Consignes:
- 1) D'après l'article, pourquoi Théo réchappe-t-il de l'attentat au Metropolitan Museum ? Répondez en une à trois phrases.
- 2) Relevez tous les personnages que l'article désigne par un prénom.

━━━ Article ━━━

Théo a treize ans quand il perd sa mère Audrey lors d'un attentat au Metropolitan Museum où ils admiraient une exposition. L'adolescent blessé en réchappe parce qu'il s'était éloigné pour suivre une petite rousse belle et fragile.
Alors qu'il tente de sortir de cet enfer, le vieux monsieur qui accompagnait Pippa lui confie une bague et le prie de se rendre auprès de son associé Hobbie, antiquaire à Greenwich Village. Il lui demande également de sauver le tableau qu'ils admiraient juste avant l'explosion. Sans réfléchir, Théo suit ses instructions. Plus tard, il réaliste la gravité de son geste.
Théo est un orphelin. Il se cherche une famille de remplacement tout en souffrant de troubles post-traumatiques. Il est « aidé » par des services sociaux et un psychologue peu crédibles.

━━━ Sources ━━━

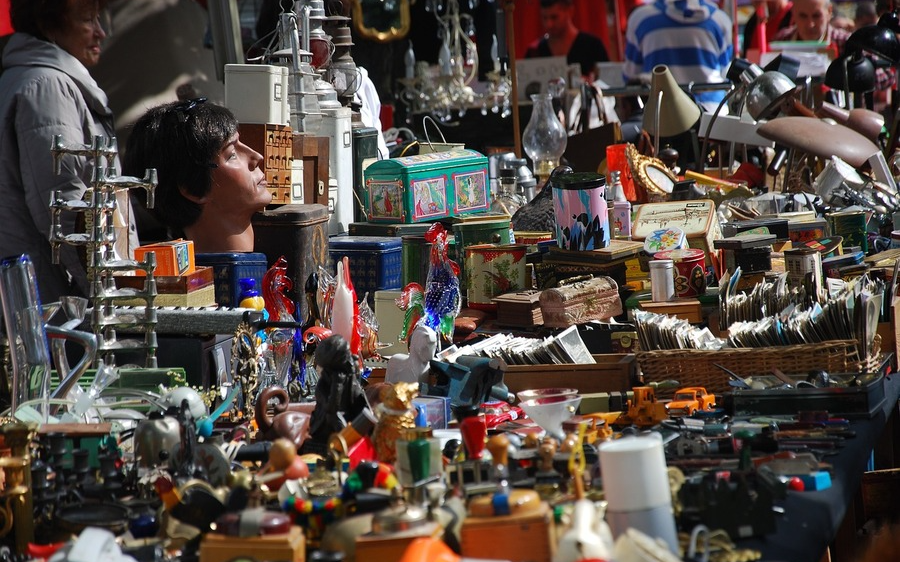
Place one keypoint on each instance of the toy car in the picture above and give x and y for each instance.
(690, 399)
(499, 412)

━━━

Réponses complètes:
- 1) Théo réchappe de l'attentat parce qu'il s'était éloigné pour suivre une petite rousse belle et fragile.

- 2) Théo, Audrey, Pippa, Hobbie